*** Opening of TEXT FOR ANALYSIS ***
Manias and Bunun Bible Translation
Yuli: rift valley, rice fields & mountains

Yuli: rift valley, rice fields & mountains

I spent last week living in the town of Yuli. It’s situated on the plain in the beautiful rift valley in eastern Taiwan. I was a guest in the home of my co-worker Rev Manias (Chang Yu-fa) and his wife. Manias is the lead translator on the Bunun Bible translation team. I have had the joy of encouraging him and the Bunun team over the past five years.

A few months ago Manias finished his revision of the Bunun New Testament and Short Old Testament (published in 2000), plus his draft of all the remaining books and chapters in the OT. To date, the rest of the team has done a careful review of the whole OT, plus Matthew-Colossians. They hope to complete their NT review next month. Meanwhile, I have been helping Manias use various checking tools in Paratext, the Bible translation software we use that was developed by the United Bible Societies and Wycliffe Bible Translators.

Paul & Manias

Paul & Manias

Last week we continued to analyse how consistently Manias and the team have been translating key Hebrew and Greek biblical terms into Bunun. These terms occur frequently in eight broad semantic domains, such as: proper names, animals, plants, beings, objects and rituals. This visit we focused on Bunun renderings for various attributes, such as: faith, fear, love, sin, holy, unclean, grace, peace, kindness, life, wisdom, strength, truth, etc. We also clarified the distinction in Bunun between “God Most High” and “the LORD of Hosts”.
*** Close of TEXT FOR ANALYSIS ***
*** Opening of EXTRACTED RECORDS ***
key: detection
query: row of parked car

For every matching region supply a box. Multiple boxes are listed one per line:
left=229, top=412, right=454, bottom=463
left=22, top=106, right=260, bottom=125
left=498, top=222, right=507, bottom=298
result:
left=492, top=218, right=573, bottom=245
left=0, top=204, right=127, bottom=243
*** Close of EXTRACTED RECORDS ***
* **WHAT TO WORK ON**:
A) Answer these questions from the post about the Bunun Bible translation:
(i) Where is the town of Yuli situated?
(ii) Which two organizations developed Paratext?
(iii) Which two terms did the writer and Manias distinguish in Bunun during the visit?
B) Do these statements agree with the post about the Bunun Bible translation? Answer yes or no for each, and quote the words that decide it.
(i) The Bunun New Testament and Short Old Testament were published in 2000.
(ii) The team has already finished reviewing the whole New Testament.
(iii) The writer has been encouraging Manias and the Bunun team for ten years.
C) Continue the post about the Bunun Bible translation from its final paragraph.

* **EXPECTED RESPONSES**:
A)
(i) On the plain in the rift valley in eastern Taiwan.
(ii) The United Bible Societies and Wycliffe Bible Translators.
(iii) "God Most High" and "the LORD of Hosts."

B)
(i) Yes: "Bunun New Testament and Short Old Testament (published in 2000)"
(ii) No: "They hope to complete their NT review next month."
(iii) No: "I have had the joy of encouraging him and the Bunun team over the past five years."

C)
An example from the attributes domain. Bunun has at least three word groups for Hebrew ‘chesed’ (loyalty, lovingkindness). Depending on the context in the OT, Bunun translates this Hebrew word by changing the prefixes or suffixes based on these roots: daidaz, maupa or humis. For example, the Bunun root ‘daidaz’ occurs in the Bible as: daidaz, sinkadaidaz, sinsaudaidaz, madaidaz, makudaidaz, and mapakadaidaz—depending on the context in each verse. This is but one simple testimony to the beauty and richness of the Bunun language. Thankfully, Manias is an expert in Bunun! I support him in other ways. If this isn’t complicated enough, Manias and I do all of this kind of analysis by conversing and reading Mandarin-Chinese which has its own complexities and nuances!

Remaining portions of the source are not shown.